═════ LISTED RECORDS

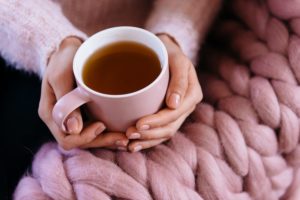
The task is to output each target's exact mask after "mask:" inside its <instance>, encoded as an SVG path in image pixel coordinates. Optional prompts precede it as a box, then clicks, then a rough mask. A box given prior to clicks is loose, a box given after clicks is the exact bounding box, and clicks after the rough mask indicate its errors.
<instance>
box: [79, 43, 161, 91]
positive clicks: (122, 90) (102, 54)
mask: <svg viewBox="0 0 300 200" xmlns="http://www.w3.org/2000/svg"><path fill="white" fill-rule="evenodd" d="M160 72H161V65H160V61H159V59H158V56H157V55H156V53H155V52H154V51H153V50H151V49H150V48H148V47H146V46H144V45H142V44H139V43H136V42H129V41H122V42H116V43H112V44H110V45H107V46H105V47H103V48H100V49H99V50H97V51H96V52H95V53H94V54H92V56H91V57H90V58H89V59H88V60H87V61H86V63H85V65H84V68H83V81H84V83H85V84H86V85H87V86H88V87H89V88H91V89H93V90H95V91H97V92H100V93H105V94H112V95H120V94H127V93H132V92H135V91H138V90H140V89H142V88H144V87H146V86H147V85H149V84H150V83H152V82H153V81H154V80H155V79H156V78H157V77H158V75H159V74H160Z"/></svg>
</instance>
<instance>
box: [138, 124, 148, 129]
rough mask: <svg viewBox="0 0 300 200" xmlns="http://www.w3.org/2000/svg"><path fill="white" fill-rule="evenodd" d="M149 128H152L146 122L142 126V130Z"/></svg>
mask: <svg viewBox="0 0 300 200" xmlns="http://www.w3.org/2000/svg"><path fill="white" fill-rule="evenodd" d="M149 129H150V126H149V125H147V124H144V125H142V126H141V127H140V130H141V131H146V130H149Z"/></svg>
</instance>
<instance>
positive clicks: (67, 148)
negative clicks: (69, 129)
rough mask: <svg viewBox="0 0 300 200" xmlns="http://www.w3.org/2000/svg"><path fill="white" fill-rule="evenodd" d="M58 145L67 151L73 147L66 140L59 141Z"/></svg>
mask: <svg viewBox="0 0 300 200" xmlns="http://www.w3.org/2000/svg"><path fill="white" fill-rule="evenodd" d="M58 144H59V146H60V147H61V148H63V149H64V150H66V151H68V150H71V149H72V146H71V145H70V144H69V143H68V142H66V141H65V140H61V141H58Z"/></svg>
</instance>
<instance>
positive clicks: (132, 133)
mask: <svg viewBox="0 0 300 200" xmlns="http://www.w3.org/2000/svg"><path fill="white" fill-rule="evenodd" d="M140 137H141V134H139V133H131V135H130V136H129V139H139V138H140Z"/></svg>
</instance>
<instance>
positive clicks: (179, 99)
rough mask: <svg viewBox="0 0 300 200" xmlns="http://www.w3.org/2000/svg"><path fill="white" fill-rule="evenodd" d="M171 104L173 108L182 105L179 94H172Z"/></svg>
mask: <svg viewBox="0 0 300 200" xmlns="http://www.w3.org/2000/svg"><path fill="white" fill-rule="evenodd" d="M170 103H171V106H172V107H174V108H177V107H178V106H179V103H180V95H179V94H177V93H173V94H171V96H170Z"/></svg>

══════════

**WHAT TO DO**
Copy the stretch of the records above that runs from the line with "negative clicks: (69, 129)" through the line with "positive clicks: (179, 99)". Both end lines belong in the copy, and nothing else does.

**ANSWER TO THE PROBLEM**
negative clicks: (69, 129)
rough mask: <svg viewBox="0 0 300 200" xmlns="http://www.w3.org/2000/svg"><path fill="white" fill-rule="evenodd" d="M58 145L67 151L73 147L66 140L59 141Z"/></svg>
mask: <svg viewBox="0 0 300 200" xmlns="http://www.w3.org/2000/svg"><path fill="white" fill-rule="evenodd" d="M58 144H59V146H60V147H61V148H63V149H64V150H66V151H68V150H71V149H72V146H71V145H70V144H69V143H68V142H66V141H65V140H61V141H58Z"/></svg>
</instance>
<instance>
positive clicks: (132, 133)
mask: <svg viewBox="0 0 300 200" xmlns="http://www.w3.org/2000/svg"><path fill="white" fill-rule="evenodd" d="M140 137H141V134H139V133H131V135H130V136H129V139H139V138H140Z"/></svg>
</instance>
<instance>
positive clicks: (179, 99)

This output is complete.